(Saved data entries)
══════
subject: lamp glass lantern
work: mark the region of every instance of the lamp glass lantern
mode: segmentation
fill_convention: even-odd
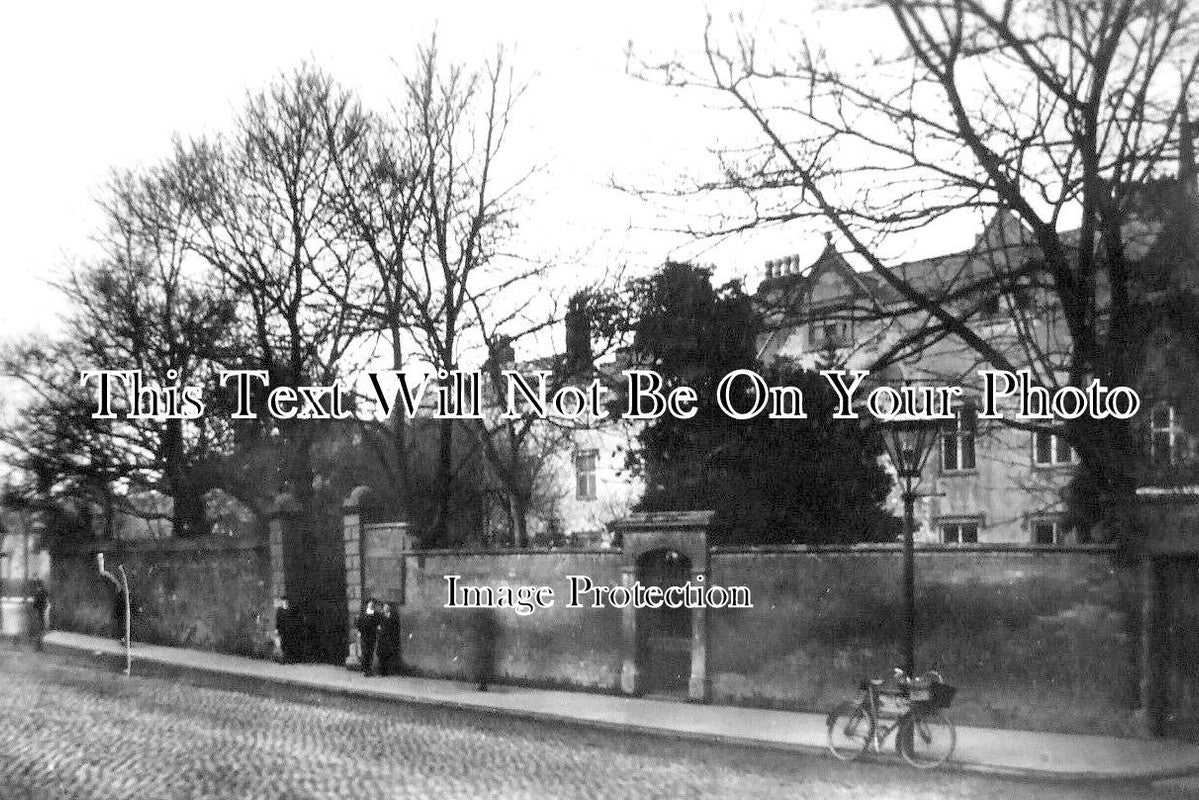
[[[883,424],[883,444],[905,491],[919,479],[937,441],[939,426],[922,417],[899,417]]]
══════
--- Work order ---
What is needed here is an exact transcript of the data above, pictures excluded.

--- Exercise result ---
subject: lamp glass lantern
work: mark the region of every instance of the lamp glass lantern
mode: segmentation
fill_convention: even-odd
[[[883,424],[883,444],[905,491],[919,479],[937,441],[939,426],[922,417],[899,417]]]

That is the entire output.